◆ What to work on ◆
An exact copy of the line containing "small arched window." and of every line after it, through the last line of the material, is what should be returned.

*** Opening Record extracts ***

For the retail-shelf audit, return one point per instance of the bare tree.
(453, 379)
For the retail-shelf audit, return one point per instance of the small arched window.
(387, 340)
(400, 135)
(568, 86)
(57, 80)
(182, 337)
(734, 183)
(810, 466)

*** Closing Record extracts ***

◆ Your solution ◆
For the retail-shelf audit, return one point per instance of the small arched window.
(387, 340)
(400, 135)
(568, 86)
(57, 80)
(182, 337)
(734, 183)
(810, 466)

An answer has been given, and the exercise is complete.